STATED PROBLEM | Turn all the material below into a numbered list, one line per item, with blank lines omitted and the pictures left out.

DATA SUPPLIED start

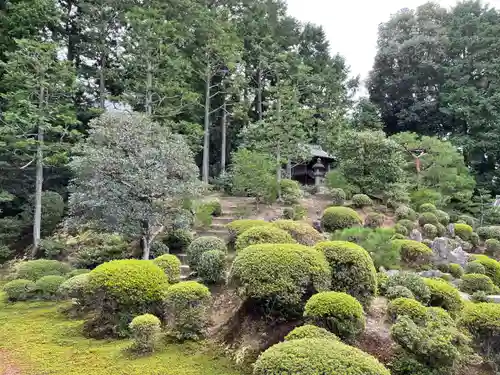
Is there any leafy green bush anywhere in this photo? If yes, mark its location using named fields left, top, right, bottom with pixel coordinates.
left=387, top=297, right=427, bottom=323
left=235, top=226, right=296, bottom=251
left=321, top=207, right=361, bottom=232
left=394, top=205, right=417, bottom=222
left=165, top=281, right=210, bottom=340
left=230, top=244, right=331, bottom=316
left=280, top=179, right=302, bottom=204
left=198, top=250, right=226, bottom=284
left=84, top=259, right=169, bottom=337
left=386, top=272, right=431, bottom=304
left=3, top=279, right=36, bottom=302
left=352, top=194, right=373, bottom=208
left=15, top=259, right=71, bottom=281
left=315, top=241, right=377, bottom=307
left=163, top=229, right=193, bottom=253
left=330, top=188, right=347, bottom=206
left=385, top=285, right=415, bottom=300
left=460, top=273, right=495, bottom=294
left=186, top=236, right=227, bottom=271
left=365, top=212, right=385, bottom=229
left=35, top=275, right=66, bottom=300
left=253, top=338, right=390, bottom=375
left=273, top=220, right=324, bottom=246
left=304, top=292, right=365, bottom=341
left=129, top=314, right=161, bottom=353
left=285, top=324, right=339, bottom=341
left=418, top=212, right=439, bottom=227
left=424, top=279, right=464, bottom=314
left=454, top=224, right=472, bottom=241
left=153, top=254, right=181, bottom=284
left=392, top=240, right=432, bottom=267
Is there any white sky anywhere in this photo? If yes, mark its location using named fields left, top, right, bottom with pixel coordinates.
left=287, top=0, right=500, bottom=85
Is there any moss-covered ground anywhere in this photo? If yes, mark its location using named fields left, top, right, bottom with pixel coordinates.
left=0, top=292, right=240, bottom=375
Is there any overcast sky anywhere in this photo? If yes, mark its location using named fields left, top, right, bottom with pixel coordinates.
left=287, top=0, right=500, bottom=86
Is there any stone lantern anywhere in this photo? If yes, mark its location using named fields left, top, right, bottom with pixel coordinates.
left=313, top=158, right=326, bottom=187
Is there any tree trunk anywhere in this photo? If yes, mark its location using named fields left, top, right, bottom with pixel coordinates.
left=201, top=65, right=212, bottom=184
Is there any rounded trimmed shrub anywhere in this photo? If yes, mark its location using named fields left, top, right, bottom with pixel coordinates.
left=418, top=212, right=439, bottom=227
left=394, top=205, right=417, bottom=222
left=186, top=236, right=227, bottom=271
left=315, top=241, right=377, bottom=307
left=352, top=194, right=373, bottom=208
left=253, top=338, right=390, bottom=375
left=330, top=188, right=347, bottom=206
left=35, top=275, right=66, bottom=300
left=16, top=259, right=71, bottom=281
left=304, top=292, right=366, bottom=341
left=198, top=250, right=226, bottom=284
left=387, top=297, right=427, bottom=323
left=386, top=272, right=431, bottom=304
left=273, top=220, right=324, bottom=246
left=165, top=281, right=210, bottom=340
left=235, top=226, right=297, bottom=251
left=153, top=254, right=181, bottom=284
left=285, top=324, right=339, bottom=341
left=460, top=273, right=495, bottom=294
left=424, top=279, right=464, bottom=314
left=321, top=207, right=362, bottom=232
left=129, top=314, right=161, bottom=353
left=453, top=223, right=473, bottom=241
left=163, top=229, right=193, bottom=253
left=2, top=279, right=36, bottom=302
left=464, top=262, right=486, bottom=275
left=422, top=224, right=437, bottom=240
left=385, top=285, right=415, bottom=300
left=230, top=244, right=331, bottom=316
left=392, top=240, right=432, bottom=266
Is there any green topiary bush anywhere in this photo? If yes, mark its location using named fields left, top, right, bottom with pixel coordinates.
left=165, top=281, right=210, bottom=340
left=424, top=279, right=464, bottom=314
left=163, top=229, right=193, bottom=253
left=330, top=188, right=347, bottom=206
left=129, top=314, right=161, bottom=354
left=315, top=241, right=377, bottom=307
left=35, top=275, right=66, bottom=300
left=2, top=279, right=36, bottom=302
left=385, top=285, right=415, bottom=300
left=386, top=272, right=431, bottom=304
left=235, top=226, right=297, bottom=251
left=186, top=236, right=227, bottom=271
left=285, top=324, right=339, bottom=341
left=153, top=254, right=181, bottom=284
left=352, top=194, right=373, bottom=208
left=230, top=244, right=331, bottom=316
left=253, top=338, right=390, bottom=375
left=15, top=259, right=71, bottom=281
left=460, top=273, right=495, bottom=294
left=273, top=220, right=324, bottom=246
left=387, top=297, right=427, bottom=323
left=198, top=250, right=226, bottom=284
left=84, top=259, right=168, bottom=338
left=304, top=292, right=365, bottom=341
left=321, top=207, right=361, bottom=232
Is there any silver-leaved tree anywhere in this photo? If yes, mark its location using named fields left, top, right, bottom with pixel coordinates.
left=67, top=112, right=202, bottom=259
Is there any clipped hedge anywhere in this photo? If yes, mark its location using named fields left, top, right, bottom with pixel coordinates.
left=253, top=338, right=390, bottom=375
left=235, top=226, right=297, bottom=251
left=315, top=241, right=377, bottom=307
left=272, top=220, right=324, bottom=246
left=321, top=207, right=362, bottom=232
left=153, top=254, right=181, bottom=284
left=304, top=292, right=366, bottom=341
left=230, top=244, right=331, bottom=315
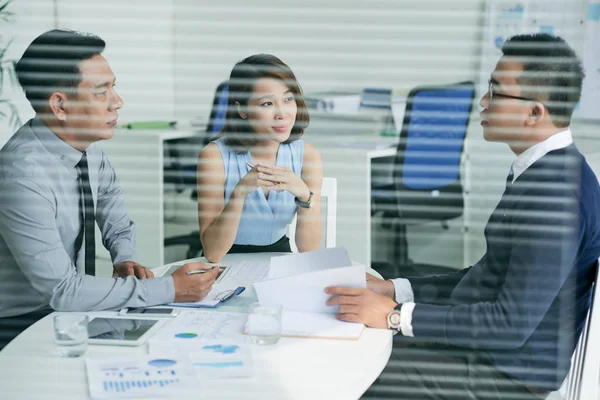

DATA SUPPLIED end

SOLUTION TO THIS EXERCISE |
1. Is there any leafy green bush anywhere in this photo? If yes, mark its location using named fields left, top, right, bottom with pixel coordinates.
2. left=387, top=297, right=427, bottom=323
3. left=235, top=226, right=296, bottom=251
4. left=321, top=207, right=361, bottom=232
5. left=394, top=205, right=417, bottom=222
6. left=165, top=281, right=210, bottom=340
7. left=230, top=244, right=331, bottom=316
8. left=280, top=179, right=302, bottom=204
9. left=198, top=250, right=226, bottom=284
10. left=84, top=259, right=169, bottom=337
11. left=386, top=272, right=431, bottom=304
12. left=3, top=279, right=36, bottom=302
13. left=352, top=194, right=373, bottom=208
14. left=15, top=259, right=71, bottom=281
15. left=315, top=241, right=377, bottom=307
16. left=163, top=229, right=193, bottom=253
17. left=330, top=188, right=347, bottom=206
18. left=385, top=285, right=415, bottom=300
19. left=460, top=273, right=495, bottom=294
20. left=186, top=236, right=227, bottom=271
21. left=365, top=212, right=385, bottom=229
22. left=35, top=275, right=66, bottom=300
23. left=253, top=338, right=390, bottom=375
24. left=273, top=220, right=324, bottom=246
25. left=304, top=292, right=365, bottom=341
26. left=129, top=314, right=161, bottom=353
27. left=285, top=324, right=339, bottom=341
28. left=418, top=212, right=439, bottom=227
29. left=424, top=279, right=464, bottom=314
30. left=454, top=224, right=472, bottom=241
31. left=153, top=254, right=181, bottom=284
32. left=392, top=240, right=432, bottom=267
33. Is there any white sky anywhere in this photo? If yes, mark its location using named fields left, top, right, bottom with pixel coordinates.
34. left=287, top=0, right=500, bottom=85
35. Is there any moss-covered ground anywhere in this photo? If yes, mark its location using named fields left, top, right, bottom with pixel coordinates.
36. left=0, top=292, right=240, bottom=375
37. Is there any overcast sky anywhere in this photo? If yes, mark its location using named fields left, top, right, bottom with pixel coordinates.
38. left=287, top=0, right=500, bottom=86
39. Is there any stone lantern anywhere in this photo? If yes, mark its location using named fields left, top, right, bottom with pixel coordinates.
40. left=313, top=158, right=326, bottom=187
41. Is there any tree trunk anywhere in this photo? If yes, mark its location using named fields left, top, right, bottom with pixel coordinates.
42. left=201, top=65, right=212, bottom=184
43. Is there any rounded trimmed shrub anywhere in this photo? If yes, mark its location using named fields left, top, right, bottom with pixel coordinates.
44. left=418, top=212, right=439, bottom=227
45. left=394, top=205, right=417, bottom=222
46. left=186, top=236, right=227, bottom=271
47. left=315, top=241, right=377, bottom=307
48. left=352, top=194, right=373, bottom=208
49. left=253, top=338, right=390, bottom=375
50. left=330, top=188, right=347, bottom=206
51. left=35, top=275, right=66, bottom=300
52. left=16, top=259, right=71, bottom=281
53. left=304, top=292, right=366, bottom=341
54. left=198, top=250, right=226, bottom=284
55. left=387, top=297, right=427, bottom=323
56. left=386, top=272, right=431, bottom=304
57. left=273, top=220, right=324, bottom=246
58. left=165, top=281, right=210, bottom=340
59. left=235, top=226, right=297, bottom=251
60. left=153, top=254, right=181, bottom=284
61. left=285, top=324, right=339, bottom=341
62. left=460, top=273, right=495, bottom=294
63. left=424, top=279, right=464, bottom=314
64. left=321, top=207, right=362, bottom=232
65. left=129, top=314, right=161, bottom=353
66. left=453, top=223, right=473, bottom=241
67. left=163, top=229, right=193, bottom=253
68. left=2, top=279, right=36, bottom=302
69. left=464, top=262, right=486, bottom=275
70. left=422, top=224, right=437, bottom=240
71. left=385, top=285, right=415, bottom=300
72. left=230, top=244, right=331, bottom=316
73. left=392, top=240, right=432, bottom=266
74. Is there any green topiary bush anywhere in this photo? If yes, mark its location using named fields left, top, right, bottom with pixel coordinates.
75. left=165, top=281, right=210, bottom=340
76. left=424, top=279, right=464, bottom=314
77. left=163, top=229, right=193, bottom=253
78. left=330, top=188, right=347, bottom=206
79. left=129, top=314, right=161, bottom=354
80. left=315, top=241, right=377, bottom=307
81. left=35, top=275, right=66, bottom=300
82. left=2, top=279, right=36, bottom=302
83. left=385, top=285, right=415, bottom=300
84. left=386, top=272, right=431, bottom=304
85. left=235, top=226, right=297, bottom=251
86. left=186, top=236, right=227, bottom=271
87. left=285, top=324, right=339, bottom=341
88. left=153, top=254, right=181, bottom=284
89. left=352, top=194, right=373, bottom=208
90. left=230, top=244, right=331, bottom=316
91. left=253, top=338, right=390, bottom=375
92. left=15, top=259, right=71, bottom=281
93. left=460, top=273, right=495, bottom=294
94. left=273, top=220, right=324, bottom=246
95. left=387, top=297, right=427, bottom=323
96. left=198, top=250, right=226, bottom=284
97. left=84, top=259, right=168, bottom=338
98. left=304, top=292, right=365, bottom=341
99. left=321, top=207, right=361, bottom=232
100. Is there any silver-leaved tree anywhere in this photo? If yes, mark its location using named fields left, top, right, bottom with pixel coordinates.
101. left=67, top=112, right=202, bottom=259
102. Is there any clipped hedge anywhere in this photo? If yes, mark its location using named fields left, top, right, bottom with pixel coordinates.
103. left=253, top=338, right=390, bottom=375
104. left=235, top=226, right=297, bottom=251
105. left=315, top=241, right=377, bottom=307
106. left=272, top=220, right=324, bottom=246
107. left=321, top=207, right=362, bottom=232
108. left=153, top=254, right=181, bottom=284
109. left=304, top=292, right=366, bottom=341
110. left=230, top=244, right=331, bottom=315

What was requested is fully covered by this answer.